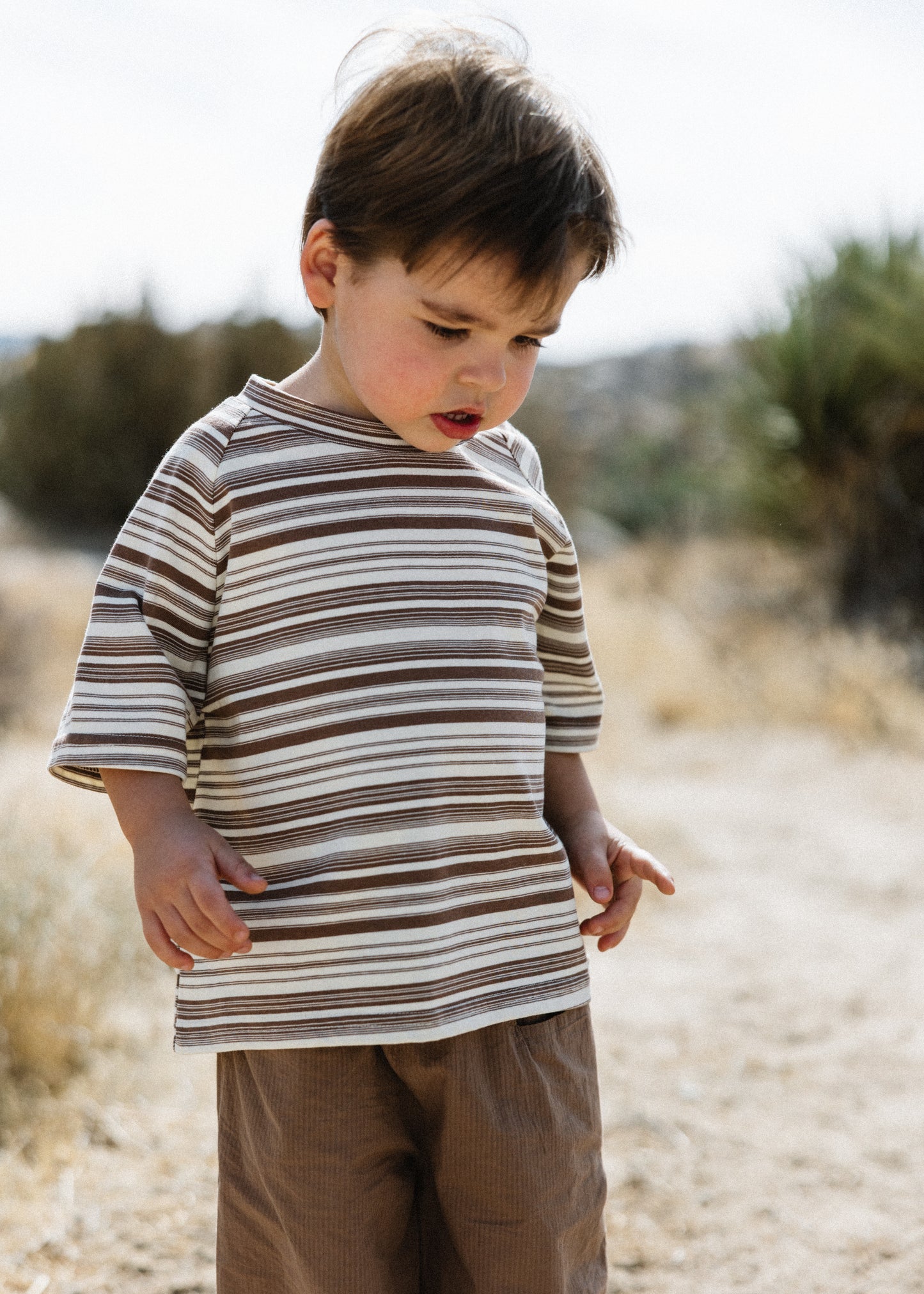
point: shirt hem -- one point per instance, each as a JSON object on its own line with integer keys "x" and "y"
{"x": 470, "y": 1024}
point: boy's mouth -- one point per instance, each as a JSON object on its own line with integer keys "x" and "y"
{"x": 458, "y": 423}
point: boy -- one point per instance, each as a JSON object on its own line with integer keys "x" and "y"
{"x": 337, "y": 685}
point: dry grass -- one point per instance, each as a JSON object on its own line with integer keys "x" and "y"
{"x": 70, "y": 951}
{"x": 717, "y": 633}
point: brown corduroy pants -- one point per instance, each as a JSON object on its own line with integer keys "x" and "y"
{"x": 464, "y": 1166}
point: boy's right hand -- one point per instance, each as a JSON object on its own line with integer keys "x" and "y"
{"x": 178, "y": 864}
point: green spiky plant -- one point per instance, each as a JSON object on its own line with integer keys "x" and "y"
{"x": 848, "y": 368}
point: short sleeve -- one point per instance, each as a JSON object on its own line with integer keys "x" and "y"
{"x": 141, "y": 672}
{"x": 571, "y": 689}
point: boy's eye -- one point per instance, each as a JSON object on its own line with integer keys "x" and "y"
{"x": 448, "y": 334}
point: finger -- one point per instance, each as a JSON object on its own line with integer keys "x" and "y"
{"x": 619, "y": 913}
{"x": 185, "y": 938}
{"x": 628, "y": 860}
{"x": 611, "y": 941}
{"x": 214, "y": 906}
{"x": 237, "y": 870}
{"x": 161, "y": 946}
{"x": 200, "y": 923}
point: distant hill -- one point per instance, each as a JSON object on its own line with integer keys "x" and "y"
{"x": 12, "y": 346}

EXERCISE DETAILS: Render everything from the line containing "point: finger -- one" down to the end of the material as a two-column CSV with the header point_label,coordinates. Give one row for each line starting with "point:", and put that line's text and the coordinate lines under it into separate quoted fields, with line breaks replaced by spaces.

EXPECTED ANSWER:
point_label,coordinates
"point: finger -- one point per instance, each as a JSON object on its own line with integer keys ""x"" and ""y""","{""x"": 619, ""y"": 913} {""x"": 185, ""y"": 938} {""x"": 628, ""y"": 860} {""x"": 611, ""y"": 941} {""x"": 214, ""y"": 906} {""x"": 237, ""y"": 870} {""x"": 161, ""y"": 946} {""x"": 200, ""y"": 923}"
"point: distant hill -- one point per instance, each as a JSON object on its own line with integer keys ""x"" and ""y""","{""x"": 12, ""y"": 346}"